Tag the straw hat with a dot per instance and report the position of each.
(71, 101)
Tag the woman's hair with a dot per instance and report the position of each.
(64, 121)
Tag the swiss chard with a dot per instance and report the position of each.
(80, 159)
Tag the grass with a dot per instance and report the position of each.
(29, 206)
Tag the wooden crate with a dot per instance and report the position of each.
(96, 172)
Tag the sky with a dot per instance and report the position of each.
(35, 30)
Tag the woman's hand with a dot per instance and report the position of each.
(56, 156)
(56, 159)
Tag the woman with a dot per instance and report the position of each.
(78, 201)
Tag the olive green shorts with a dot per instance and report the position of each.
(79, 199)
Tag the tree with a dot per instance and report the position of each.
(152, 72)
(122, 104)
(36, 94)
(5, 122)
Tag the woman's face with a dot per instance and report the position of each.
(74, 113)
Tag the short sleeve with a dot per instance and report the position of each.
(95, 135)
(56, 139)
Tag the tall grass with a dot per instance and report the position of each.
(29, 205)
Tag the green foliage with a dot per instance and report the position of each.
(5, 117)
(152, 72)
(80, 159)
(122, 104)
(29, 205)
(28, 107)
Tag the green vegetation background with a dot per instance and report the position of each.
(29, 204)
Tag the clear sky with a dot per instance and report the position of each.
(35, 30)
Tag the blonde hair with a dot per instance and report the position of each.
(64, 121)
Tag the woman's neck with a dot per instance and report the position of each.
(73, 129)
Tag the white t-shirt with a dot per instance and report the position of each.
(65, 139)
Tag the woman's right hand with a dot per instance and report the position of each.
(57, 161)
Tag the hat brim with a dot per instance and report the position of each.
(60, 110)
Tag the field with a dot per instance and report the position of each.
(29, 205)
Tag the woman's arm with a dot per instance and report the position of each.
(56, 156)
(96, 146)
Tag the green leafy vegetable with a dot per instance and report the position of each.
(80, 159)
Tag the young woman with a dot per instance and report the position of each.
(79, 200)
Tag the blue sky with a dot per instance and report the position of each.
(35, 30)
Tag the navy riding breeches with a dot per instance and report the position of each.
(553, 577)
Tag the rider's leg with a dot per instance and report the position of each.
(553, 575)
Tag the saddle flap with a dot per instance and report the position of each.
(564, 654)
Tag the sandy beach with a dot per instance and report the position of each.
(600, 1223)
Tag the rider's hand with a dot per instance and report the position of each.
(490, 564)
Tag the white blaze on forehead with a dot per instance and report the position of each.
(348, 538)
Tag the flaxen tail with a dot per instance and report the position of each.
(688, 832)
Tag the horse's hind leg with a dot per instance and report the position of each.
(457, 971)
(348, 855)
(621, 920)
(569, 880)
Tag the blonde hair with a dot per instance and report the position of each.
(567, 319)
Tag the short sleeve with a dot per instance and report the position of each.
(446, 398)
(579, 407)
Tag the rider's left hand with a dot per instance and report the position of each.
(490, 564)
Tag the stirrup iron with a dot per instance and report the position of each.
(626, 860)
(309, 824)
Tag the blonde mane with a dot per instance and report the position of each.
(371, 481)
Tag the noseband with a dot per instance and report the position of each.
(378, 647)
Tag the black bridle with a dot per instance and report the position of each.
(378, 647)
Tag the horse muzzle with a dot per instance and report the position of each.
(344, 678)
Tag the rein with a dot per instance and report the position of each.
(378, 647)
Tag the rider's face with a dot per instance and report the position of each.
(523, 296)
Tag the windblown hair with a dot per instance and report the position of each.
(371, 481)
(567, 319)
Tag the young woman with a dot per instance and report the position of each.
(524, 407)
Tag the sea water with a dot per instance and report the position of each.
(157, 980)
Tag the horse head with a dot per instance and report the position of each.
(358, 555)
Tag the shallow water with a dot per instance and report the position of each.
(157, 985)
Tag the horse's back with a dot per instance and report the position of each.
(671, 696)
=======
> Task: Copy the listing exactly.

> Exercise solution:
Tag the straw hat with a dot per instance and report the position of each.
(71, 101)
Tag the woman's hair with a dot per instance and report the position of each.
(64, 121)
Tag the swiss chard with a dot per instance and report the position of each.
(80, 159)
Tag the grass with a dot per instance and report the position of each.
(29, 206)
Tag the wooden crate with a dot per instance and report the position of each.
(96, 172)
Tag the sky with a dot per instance and report the position of each.
(35, 30)
Tag the woman's hand with a dot per instance and report the position of each.
(56, 156)
(56, 159)
Tag the woman with a dot per instance and report the position of each.
(78, 201)
Tag the olive green shorts with a dot per instance and report the position of each.
(79, 199)
Tag the tree with a dot per instance and report the position of each.
(152, 72)
(122, 104)
(36, 94)
(5, 122)
Tag the woman's face with a dot per instance and report the position of each.
(74, 113)
Tag the short sleeve with a dot per instance and report the position of each.
(95, 135)
(56, 139)
Tag the tall grass with a dot per instance and report the position of each.
(29, 205)
Tag the green foliage with a dot per instance and report the position of each.
(5, 117)
(152, 72)
(80, 159)
(122, 104)
(29, 205)
(28, 107)
Tag the green vegetation background with a dot per instance and report the position of each.
(29, 204)
Tag the clear sky with a dot per instance and report the position of each.
(35, 30)
Tag the blonde hair with a dot per instance and report the position of each.
(64, 121)
Tag the woman's neck with a dot per instance and report the position of each.
(73, 129)
Tag the white t-shirt with a dot per instance and report the position of each.
(65, 139)
Tag the woman's right hand with a dot per instance and report the position of each.
(57, 161)
Tag the hat brim with a dot per instance and report the position of each.
(60, 110)
Tag the field with a dot per instance and report the position of each.
(29, 205)
Tag the woman's arm with a dot per instance and report the position of each.
(56, 156)
(96, 146)
Tag the green leafy vegetable with a dot per instance and report the position of each.
(80, 159)
Tag the young woman with a dot per instance and report the position of each.
(79, 200)
Tag the blue sky with a dot per instance and report the position of each.
(35, 30)
Tag the navy riding breeches with a dot per instance and report the position of each.
(553, 577)
Tag the rider's leg with a dot per instance and report the position of each.
(553, 575)
Tag the saddle flap with a dot per instance and report the position of each.
(564, 654)
Tag the sandy beach with a dot per instance and report the position of each.
(600, 1223)
Tag the rider's hand with a dot per instance and report the position of each.
(490, 564)
Tag the white blaze on forehead with a dot per instance and report the position of each.
(348, 538)
Tag the flaxen tail with a dot per instance and report the position of each.
(688, 832)
Tag the horse's hind leg with a dot per instance and report the position of each.
(457, 971)
(348, 855)
(621, 920)
(569, 880)
Tag the blonde hair with a dot per instance and report the position of each.
(567, 319)
Tag the short sleeve with a dot per instance and report the position of each.
(446, 398)
(579, 407)
Tag the rider's left hand with a dot per instance and report the position of each.
(490, 564)
Tag the stirrup iron with a dot per instance and report the position of each.
(626, 860)
(309, 824)
Tag the blonde mane with a dot per instance and report the position of each.
(371, 481)
Tag the noseband with a dot per instance and report the position of each.
(378, 647)
Tag the black bridle with a dot per instance and report the position of each.
(378, 647)
Tag the horse muzzle with a dot per instance and report the position of each.
(344, 678)
Tag the rein with a dot per instance and report the position of each.
(378, 647)
Tag the rider's face with a dot per instance and report the position of each.
(523, 296)
Tag the windblown hair with a dot per instance and report the position of each.
(371, 481)
(567, 319)
Tag the young woman with a dot per instance and report the position of each.
(524, 407)
Tag the sea water with a dot per instance and report the position of each.
(157, 980)
Tag the horse head with a dot per instance and report the position of each.
(358, 555)
Tag the shallow water with a dot per instance and report the position of each.
(157, 985)
Tag the horse's back with a dot per instance and report the position of each.
(671, 696)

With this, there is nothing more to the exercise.